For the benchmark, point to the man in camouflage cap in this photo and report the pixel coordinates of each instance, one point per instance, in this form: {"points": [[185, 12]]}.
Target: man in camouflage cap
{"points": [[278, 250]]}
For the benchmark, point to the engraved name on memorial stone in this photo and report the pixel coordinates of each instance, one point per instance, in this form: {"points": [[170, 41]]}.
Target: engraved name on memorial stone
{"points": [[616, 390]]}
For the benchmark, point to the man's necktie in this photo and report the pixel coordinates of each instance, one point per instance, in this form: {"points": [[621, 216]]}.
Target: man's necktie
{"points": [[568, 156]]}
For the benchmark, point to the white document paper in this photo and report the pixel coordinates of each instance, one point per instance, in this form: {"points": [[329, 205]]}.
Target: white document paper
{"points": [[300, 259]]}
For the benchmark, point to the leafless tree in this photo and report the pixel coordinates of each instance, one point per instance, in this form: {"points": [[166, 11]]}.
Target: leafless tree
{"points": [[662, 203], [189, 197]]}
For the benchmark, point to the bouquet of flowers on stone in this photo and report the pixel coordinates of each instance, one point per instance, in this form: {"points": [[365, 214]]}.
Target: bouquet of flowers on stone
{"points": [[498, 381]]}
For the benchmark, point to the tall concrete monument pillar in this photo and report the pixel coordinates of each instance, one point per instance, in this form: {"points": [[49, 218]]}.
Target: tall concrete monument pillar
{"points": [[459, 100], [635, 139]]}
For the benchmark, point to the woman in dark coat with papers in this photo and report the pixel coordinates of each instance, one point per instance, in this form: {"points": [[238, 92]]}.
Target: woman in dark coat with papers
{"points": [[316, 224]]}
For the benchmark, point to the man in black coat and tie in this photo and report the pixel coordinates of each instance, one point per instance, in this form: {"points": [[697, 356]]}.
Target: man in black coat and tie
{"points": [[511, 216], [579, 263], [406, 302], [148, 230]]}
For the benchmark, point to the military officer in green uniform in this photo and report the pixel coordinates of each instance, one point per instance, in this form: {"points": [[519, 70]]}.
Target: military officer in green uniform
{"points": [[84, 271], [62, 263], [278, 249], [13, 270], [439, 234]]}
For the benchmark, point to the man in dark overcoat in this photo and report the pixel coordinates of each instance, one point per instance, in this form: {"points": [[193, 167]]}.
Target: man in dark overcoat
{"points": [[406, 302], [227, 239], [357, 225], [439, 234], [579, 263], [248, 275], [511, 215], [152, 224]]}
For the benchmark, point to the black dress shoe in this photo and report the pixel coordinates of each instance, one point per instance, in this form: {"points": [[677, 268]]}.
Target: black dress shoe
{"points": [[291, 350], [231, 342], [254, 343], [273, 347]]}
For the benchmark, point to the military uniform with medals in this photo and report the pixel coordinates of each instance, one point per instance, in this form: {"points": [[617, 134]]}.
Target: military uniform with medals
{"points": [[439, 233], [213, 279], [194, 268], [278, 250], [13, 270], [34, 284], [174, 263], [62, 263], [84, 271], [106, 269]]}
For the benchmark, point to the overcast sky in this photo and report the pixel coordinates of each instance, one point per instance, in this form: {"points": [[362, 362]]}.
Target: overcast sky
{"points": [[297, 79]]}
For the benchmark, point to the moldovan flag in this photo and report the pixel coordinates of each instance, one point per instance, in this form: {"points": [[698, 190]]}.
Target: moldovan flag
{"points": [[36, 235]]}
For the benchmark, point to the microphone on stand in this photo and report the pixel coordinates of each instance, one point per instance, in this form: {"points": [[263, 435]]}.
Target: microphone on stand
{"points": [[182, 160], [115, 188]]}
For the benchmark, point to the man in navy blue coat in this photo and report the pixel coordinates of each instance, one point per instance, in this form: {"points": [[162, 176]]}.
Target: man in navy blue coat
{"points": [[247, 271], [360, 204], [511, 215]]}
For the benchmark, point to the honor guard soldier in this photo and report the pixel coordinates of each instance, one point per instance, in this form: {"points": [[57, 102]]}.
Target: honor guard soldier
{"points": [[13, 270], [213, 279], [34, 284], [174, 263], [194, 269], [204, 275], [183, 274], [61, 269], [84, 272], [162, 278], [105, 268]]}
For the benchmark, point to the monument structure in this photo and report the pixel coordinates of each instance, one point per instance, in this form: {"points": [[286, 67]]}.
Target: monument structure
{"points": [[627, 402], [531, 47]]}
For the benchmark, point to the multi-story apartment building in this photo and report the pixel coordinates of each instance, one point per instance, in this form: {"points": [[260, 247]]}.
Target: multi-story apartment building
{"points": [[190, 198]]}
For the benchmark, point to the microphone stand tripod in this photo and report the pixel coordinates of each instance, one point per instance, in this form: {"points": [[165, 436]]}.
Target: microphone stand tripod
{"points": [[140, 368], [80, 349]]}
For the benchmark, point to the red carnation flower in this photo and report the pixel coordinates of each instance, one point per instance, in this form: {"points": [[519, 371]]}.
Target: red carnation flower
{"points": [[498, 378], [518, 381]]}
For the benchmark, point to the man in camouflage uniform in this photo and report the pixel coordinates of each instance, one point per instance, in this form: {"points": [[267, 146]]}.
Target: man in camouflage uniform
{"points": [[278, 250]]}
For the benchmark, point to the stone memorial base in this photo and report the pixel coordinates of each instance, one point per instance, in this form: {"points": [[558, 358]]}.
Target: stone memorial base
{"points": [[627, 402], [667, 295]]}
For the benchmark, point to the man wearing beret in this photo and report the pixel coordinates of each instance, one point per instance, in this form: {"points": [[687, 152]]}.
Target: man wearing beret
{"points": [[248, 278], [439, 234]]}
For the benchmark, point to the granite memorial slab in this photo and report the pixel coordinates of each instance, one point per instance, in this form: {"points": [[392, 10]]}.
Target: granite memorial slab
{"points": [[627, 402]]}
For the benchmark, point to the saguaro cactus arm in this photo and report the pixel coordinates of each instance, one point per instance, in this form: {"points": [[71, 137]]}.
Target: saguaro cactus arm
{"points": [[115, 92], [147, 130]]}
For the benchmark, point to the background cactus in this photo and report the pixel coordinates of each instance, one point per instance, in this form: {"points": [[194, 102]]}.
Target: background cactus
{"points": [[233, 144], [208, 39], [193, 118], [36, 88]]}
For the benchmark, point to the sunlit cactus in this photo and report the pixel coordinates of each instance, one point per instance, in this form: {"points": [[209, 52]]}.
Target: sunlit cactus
━━━━━━━━━━
◆ Exercise aim: Rewrite every entry above, changing "For the benchmark" to "For the evaluation" wherever it occurs and leaving everything else as it is.

◆ Output of the task:
For the evaluation, point to the man in camouflage cap in this photo and report the pixel coordinates of each instance, one point per instance, in this form: {"points": [[185, 12]]}.
Target: man in camouflage cap
{"points": [[278, 250]]}
For the evaluation, point to the engraved name on memorial stone in this photo and report the pixel coordinates of each instance, one point per instance, in this form: {"points": [[170, 41]]}.
Target: engraved name on memorial stone
{"points": [[616, 390]]}
For the evaluation, point to the man's necktie in this photo and report the pixel coordinates of each instance, one point per instance, in this form: {"points": [[621, 216]]}.
Target: man's necktie
{"points": [[568, 156]]}
For the evaluation, point to the white document paper in this photo and report the pixel coordinates of each instance, one point per instance, in this form: {"points": [[329, 205]]}.
Target: white document paper
{"points": [[300, 259]]}
For the evaluation, point to the leafless tree in this photo and report the pixel coordinates of each instance, one point per instance, in this form: {"points": [[166, 11]]}.
Target: leafless tree
{"points": [[662, 203], [189, 197]]}
For the evaluation, point to the bouquet of flowers on stone in this photo and report the pixel coordinates of each instance, one point per instance, in this form: {"points": [[365, 214]]}.
Target: bouquet of flowers on stone
{"points": [[498, 381]]}
For the evaluation, point to the tall concrete monument pillar in this photo and report the pixel coordinates of each instance, one point per instance, in this form: {"points": [[49, 218]]}.
Target: tall concrete monument pillar
{"points": [[459, 100], [635, 139]]}
For the evaluation, point to the woman in dark coat with papers in this photo and report the pixel coordinates of each instance, one point per instance, in this form: {"points": [[238, 92]]}.
Target: woman in dark coat with papers
{"points": [[316, 224]]}
For the evaluation, point to the man in black coat and tie in this photo and report the pixel coordinates of each instance, one point per instance, in this form: {"points": [[697, 356]]}.
Target: man in black coat and tie
{"points": [[511, 216], [579, 263], [406, 302], [148, 230]]}
For the evaluation, point to the military officer in green uniform in this photo and report the pixel coordinates of each instance, one point per instance, in this form: {"points": [[519, 70]]}.
Target: military officer in green uniform
{"points": [[84, 271], [62, 263], [278, 249], [13, 270], [439, 234]]}
For the evaluation, point to the man in dark overcoat in this photo and report the pixel coordinates of each instance, one point per instance, in this form: {"points": [[193, 167]]}.
Target: man in dark overcoat
{"points": [[406, 302], [227, 239], [357, 225], [439, 234], [579, 263], [248, 275], [511, 215], [152, 224]]}
For the evaluation, point to the black dress shoe in this photo and report the pixel coordinates of each instance, one point per instance, in this form: {"points": [[677, 268]]}.
Target: black dress shoe
{"points": [[291, 350], [231, 342], [254, 343], [273, 347]]}
For the evaluation, point to the military uniform with medals in this photo and report the pixel coordinates of each instance, one point per instance, in this form: {"points": [[617, 134]]}.
Target: military uniform with medals
{"points": [[439, 233], [213, 279], [194, 268], [278, 250], [13, 270], [34, 284], [174, 263], [62, 263], [84, 271], [106, 269]]}
For the evaluation, point to the overcast sky in this photo and report the pixel coordinates of each instance, one point per instance, in this form: {"points": [[362, 362]]}.
Target: overcast sky
{"points": [[297, 79]]}
For the evaluation, point to the moldovan flag in this photo and report the pixel coordinates of each instance, one point per instance, in this form: {"points": [[698, 190]]}.
Target: moldovan flag
{"points": [[36, 235]]}
For the evaluation, point to the microphone on stand in this photo and report the pixel coordinates of each instance, one point per instance, in this form: {"points": [[263, 435]]}.
Target: microphone on stand
{"points": [[182, 160], [115, 188]]}
For the evaluation, point to the man in navy blue coat in this photo and report the pixel coordinates of each instance, one point per instance, in this form: {"points": [[162, 176]]}.
Target: man in navy blue coat
{"points": [[247, 271], [360, 204], [511, 215]]}
For the evaluation, point to the honor guard soldier in this photo and report the pixel coordinates of each instance, one point per instance, in this form: {"points": [[57, 102]]}.
Target: honor guard soldier
{"points": [[13, 270], [213, 279], [34, 284], [174, 263], [194, 269], [204, 275], [183, 274], [61, 269], [84, 272], [162, 278], [105, 268]]}
For the evaluation, point to the monument structure in this photo and report the pixel coordinates of each instance, one point per instance, in this form: {"points": [[286, 67]]}.
Target: monument structure
{"points": [[627, 402], [531, 47]]}
For the evaluation, point to the multi-story apartment building in this photo and report the pixel coordinates of each instance, one point per instance, in this form: {"points": [[260, 247]]}.
Target: multi-story apartment building
{"points": [[190, 198]]}
For the evaluation, point to the microphone stand tripod in this photo and report the pixel coordinates of each instance, one point per instance, in this form: {"points": [[165, 436]]}.
Target: microphone stand tripod
{"points": [[140, 368], [80, 349]]}
For the evaluation, point to the red carnation flower in this photo and report the pixel coordinates of each instance, one point per instance, in this form: {"points": [[519, 371]]}.
Target: red carnation flower
{"points": [[498, 378], [518, 381]]}
For the evaluation, point to the man in camouflage uniform in this photo and report the pixel coordinates of each instance, one point per instance, in this form: {"points": [[267, 146]]}.
Target: man in camouflage uniform
{"points": [[278, 250]]}
For the evaluation, point to the stone memorial base in this photo and report the pixel coordinates of each instance, one point per instance, in this form: {"points": [[558, 358]]}.
Target: stone memorial base
{"points": [[627, 402], [667, 295]]}
For the evaluation, point to the man wearing beret in this photo and report the pixel coordinates of each instance, one point per instance, in this form: {"points": [[687, 152]]}.
Target: man wearing beret
{"points": [[248, 278], [439, 234]]}
For the evaluation, point to the granite memorial slab in this photo and report the pixel coordinates of each instance, one point per instance, in this form: {"points": [[392, 10]]}.
Target: granite memorial slab
{"points": [[627, 402]]}
For the evaluation, point to the saguaro cactus arm in this photo and report the pixel coordinates of each instance, one point per instance, in this form: {"points": [[71, 137]]}.
Target: saguaro cactus arm
{"points": [[115, 92], [147, 130]]}
For the evaluation, point to the background cactus in this photo and report the pixel coordinates of each instance, one point per instance, in this form: {"points": [[194, 102]]}.
Target: background cactus
{"points": [[233, 144], [208, 39], [193, 118], [36, 88]]}
For the evaluation, point to the sunlit cactus in this photo and report the pixel coordinates of each instance, one point per instance, in this form: {"points": [[209, 52]]}.
Target: sunlit cactus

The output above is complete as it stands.